As part of his work, Cembrowski interfaces with researchers from varied backgrounds. He honed that crucial skill at Northwestern.
“The lines are getting very blurry between science and math these days, and multidisciplinary scientists and mathematicians are the wave of the future,” Cembrowski said. “Generally, we're getting really good in biology and in science at generating really complex gigantic data sets. And the bottleneck that's emerging is, what is the statistical structure? What are the interesting things that are embedded within that data set? It requires a lot of mathematical expertise and computational knowledge to move from these initial raw and complex data sets into data sets where you can interpret the structure of it and understand the biology.
“In that way, this was a truly invaluable experience at Northwestern.”
To some, the shift from applied math to studying the brain would seem like a jump. Cembrowski views his journey as more of a gradual shift after earning his bachelor’s degree in mathematics at UBC.
“Being in ESAM and having this really wonderful project with Herman and Bill, and with Josh made me begin to appreciate the power of mathematics, and how it can inform our understanding of biology. But also what was really important is that some of the modeling that we did made some really unexpected predictions that were so wild we it couldn’t be true,” Cembrowski said. “The models made a prediction that we took into an experimental space. Then we could use those new experiments to then go back and inform the modeling that we did.

__What to do__:
a: According to the profile of Cembrowski, where did he earn his bachelor's degree in mathematics?
b: Continue the profile of Cembrowski from the point where it stops.

Stored data
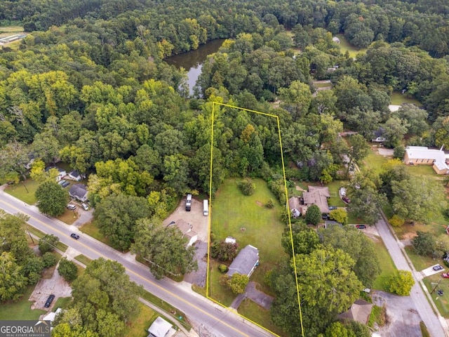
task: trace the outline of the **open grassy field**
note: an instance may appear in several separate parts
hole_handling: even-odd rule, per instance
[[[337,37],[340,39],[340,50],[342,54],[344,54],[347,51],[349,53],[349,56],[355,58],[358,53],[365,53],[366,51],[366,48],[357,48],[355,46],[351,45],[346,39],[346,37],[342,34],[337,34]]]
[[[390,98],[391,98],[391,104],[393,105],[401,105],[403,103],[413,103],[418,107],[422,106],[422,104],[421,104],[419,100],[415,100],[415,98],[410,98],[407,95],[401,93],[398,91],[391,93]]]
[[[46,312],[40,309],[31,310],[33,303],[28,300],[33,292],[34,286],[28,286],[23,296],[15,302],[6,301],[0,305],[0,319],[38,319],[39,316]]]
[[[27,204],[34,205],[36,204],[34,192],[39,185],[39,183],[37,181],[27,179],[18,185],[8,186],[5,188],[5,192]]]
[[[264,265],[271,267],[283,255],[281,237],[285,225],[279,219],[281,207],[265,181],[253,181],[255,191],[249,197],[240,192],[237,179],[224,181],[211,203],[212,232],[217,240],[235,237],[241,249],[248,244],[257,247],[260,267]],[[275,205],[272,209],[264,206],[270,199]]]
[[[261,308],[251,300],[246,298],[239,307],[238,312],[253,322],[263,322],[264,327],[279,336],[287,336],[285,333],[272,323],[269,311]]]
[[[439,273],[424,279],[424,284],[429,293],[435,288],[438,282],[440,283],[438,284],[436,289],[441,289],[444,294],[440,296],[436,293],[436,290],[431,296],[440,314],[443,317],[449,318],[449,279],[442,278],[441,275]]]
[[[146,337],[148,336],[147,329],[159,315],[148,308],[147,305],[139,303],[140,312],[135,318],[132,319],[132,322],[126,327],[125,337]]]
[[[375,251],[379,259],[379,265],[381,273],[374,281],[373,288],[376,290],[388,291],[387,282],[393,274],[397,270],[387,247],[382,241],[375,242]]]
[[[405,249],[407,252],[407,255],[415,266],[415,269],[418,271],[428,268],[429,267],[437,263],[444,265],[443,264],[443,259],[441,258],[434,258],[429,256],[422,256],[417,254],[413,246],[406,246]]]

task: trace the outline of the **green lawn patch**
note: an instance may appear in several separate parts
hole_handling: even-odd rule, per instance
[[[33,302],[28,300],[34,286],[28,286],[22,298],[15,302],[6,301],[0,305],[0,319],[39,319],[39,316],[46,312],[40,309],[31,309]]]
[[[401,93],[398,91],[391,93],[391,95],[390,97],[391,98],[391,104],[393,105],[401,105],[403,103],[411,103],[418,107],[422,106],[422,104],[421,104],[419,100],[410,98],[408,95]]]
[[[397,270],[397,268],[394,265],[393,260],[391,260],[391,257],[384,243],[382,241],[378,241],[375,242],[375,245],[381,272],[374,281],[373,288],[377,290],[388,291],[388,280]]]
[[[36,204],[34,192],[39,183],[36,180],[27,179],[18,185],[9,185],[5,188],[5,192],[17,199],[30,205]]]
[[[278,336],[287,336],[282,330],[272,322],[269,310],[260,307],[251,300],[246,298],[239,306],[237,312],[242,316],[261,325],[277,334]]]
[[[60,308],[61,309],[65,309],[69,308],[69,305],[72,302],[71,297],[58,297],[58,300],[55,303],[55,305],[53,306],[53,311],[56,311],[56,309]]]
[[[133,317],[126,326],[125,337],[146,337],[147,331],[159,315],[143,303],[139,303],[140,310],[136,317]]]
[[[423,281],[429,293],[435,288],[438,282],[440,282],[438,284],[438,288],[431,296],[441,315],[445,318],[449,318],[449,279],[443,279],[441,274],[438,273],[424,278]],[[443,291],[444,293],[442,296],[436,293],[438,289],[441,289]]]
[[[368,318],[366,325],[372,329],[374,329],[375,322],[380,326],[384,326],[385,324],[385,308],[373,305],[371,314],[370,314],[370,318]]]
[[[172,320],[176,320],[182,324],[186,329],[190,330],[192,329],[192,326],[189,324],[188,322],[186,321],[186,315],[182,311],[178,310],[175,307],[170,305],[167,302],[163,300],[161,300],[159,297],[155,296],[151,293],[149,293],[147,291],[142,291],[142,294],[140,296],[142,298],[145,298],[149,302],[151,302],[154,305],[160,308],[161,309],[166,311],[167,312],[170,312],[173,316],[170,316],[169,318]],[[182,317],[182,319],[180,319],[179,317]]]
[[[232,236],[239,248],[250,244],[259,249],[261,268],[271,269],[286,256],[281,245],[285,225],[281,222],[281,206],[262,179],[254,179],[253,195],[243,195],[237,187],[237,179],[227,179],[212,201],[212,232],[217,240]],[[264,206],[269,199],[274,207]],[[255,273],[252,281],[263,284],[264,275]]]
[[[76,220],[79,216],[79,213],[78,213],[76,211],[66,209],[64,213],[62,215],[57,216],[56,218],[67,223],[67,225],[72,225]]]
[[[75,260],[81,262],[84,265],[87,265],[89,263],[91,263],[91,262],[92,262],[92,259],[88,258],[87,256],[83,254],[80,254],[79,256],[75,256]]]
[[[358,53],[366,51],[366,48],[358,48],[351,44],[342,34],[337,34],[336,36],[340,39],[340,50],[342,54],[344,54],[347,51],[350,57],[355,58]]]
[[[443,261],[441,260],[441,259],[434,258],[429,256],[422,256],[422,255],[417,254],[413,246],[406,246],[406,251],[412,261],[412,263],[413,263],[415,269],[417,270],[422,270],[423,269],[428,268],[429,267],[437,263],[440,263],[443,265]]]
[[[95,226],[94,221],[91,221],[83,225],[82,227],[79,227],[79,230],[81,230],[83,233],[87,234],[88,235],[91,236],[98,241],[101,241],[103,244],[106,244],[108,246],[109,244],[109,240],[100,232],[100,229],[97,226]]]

__Results for each task__:
a: He earned it at UBC.

b:
“There's this beautiful synergy that was there of building a mathematically robust and realistic model, using that to inform experiments, and go back and forth. There's really a unique edge to that. And from that I was really able to appreciate if you can find that edge in other projects and continue to push it, you're really in a space where not a lot of other scientists and groups can operate.”
As Cembrowski’s path shows, people holding an ESAM degree can take numerous directions.
“It's so powerful. In terms of the potential of where that degree can bring you, there's a lot of different directions,” he said. “There are no really wrong answers, and it's a degree that doesn't close any doors. It opens a wide variety of doors, and then it gives you the opportunity to pick which door you like the most and walk through it.”